[Saved entries]
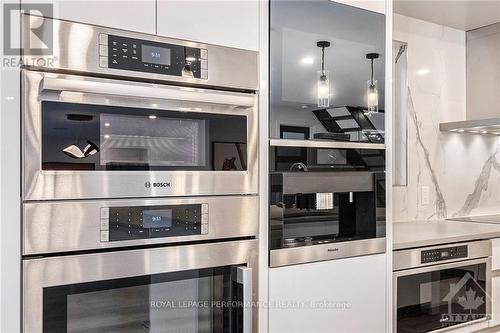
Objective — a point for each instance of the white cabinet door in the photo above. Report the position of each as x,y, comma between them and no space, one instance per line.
495,301
373,5
344,295
229,23
495,254
134,15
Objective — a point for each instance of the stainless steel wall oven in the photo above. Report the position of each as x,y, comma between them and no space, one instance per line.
142,128
139,184
438,288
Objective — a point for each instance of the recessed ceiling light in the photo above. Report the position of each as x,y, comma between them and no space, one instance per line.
307,61
423,71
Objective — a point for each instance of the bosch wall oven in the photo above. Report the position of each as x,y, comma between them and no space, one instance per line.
139,185
128,125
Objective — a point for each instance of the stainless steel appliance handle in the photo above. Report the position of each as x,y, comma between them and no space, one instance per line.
244,277
142,90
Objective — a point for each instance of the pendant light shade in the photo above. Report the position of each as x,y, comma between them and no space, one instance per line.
323,85
371,87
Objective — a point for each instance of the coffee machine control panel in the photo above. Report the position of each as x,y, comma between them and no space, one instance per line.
143,222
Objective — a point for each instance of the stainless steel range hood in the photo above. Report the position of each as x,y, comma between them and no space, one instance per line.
483,83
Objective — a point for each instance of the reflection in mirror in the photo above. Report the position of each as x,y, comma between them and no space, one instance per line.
300,62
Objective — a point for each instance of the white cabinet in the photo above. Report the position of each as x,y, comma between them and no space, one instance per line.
229,23
373,5
134,15
344,295
495,301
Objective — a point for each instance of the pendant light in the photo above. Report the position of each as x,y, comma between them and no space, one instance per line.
371,87
323,81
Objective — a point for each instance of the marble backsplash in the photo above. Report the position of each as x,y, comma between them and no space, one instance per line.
462,171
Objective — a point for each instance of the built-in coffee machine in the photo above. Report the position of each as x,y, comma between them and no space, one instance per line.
325,203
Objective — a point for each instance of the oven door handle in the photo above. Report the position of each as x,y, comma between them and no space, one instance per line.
244,277
142,90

_WORK REQUIRED_: Write out again the stretch from the line containing "stainless steel range" through the end of the records, with the requests included. Scale every x,y coordinate in the answers by 2.15 and round each result to a whole number, with halves rounded up.

_EXERCISE OUTPUT_:
Objective — a point for each instance of the stainless steel range hood in the photo above. Report the position of each as x,y, comma between them and no space, one instance per line.
1038,178
Objective — a point for each instance of the reflection in mirror in the photo above. Report the position of each as x,y, comma between them and no space, one instance per line.
645,133
Objective — a point for each instance of the white cabinet in the photo above. Report the position of each as x,y, comma between them and no space, one instance per line.
492,49
802,11
288,32
740,634
1064,647
Objective — a point for each instance of the pendant light in the photo above. Report the position of each as x,y, comma between them and no space, one instance per line.
798,187
694,174
Objective — a point for each instance of the marble backsplash in the photo above. Report the position of each as x,y, comma between them and no space, one instance per line.
993,368
Objective — a point for each instance of the built-in coffee machine in the photo above. Report the position of each as x,y, comma between them and no space, one instance per line.
699,436
Objective — a point for each instance of the oven door handle in the photo above. Report the position of each as x,y, comma between them and no space, one instance per line.
525,596
305,194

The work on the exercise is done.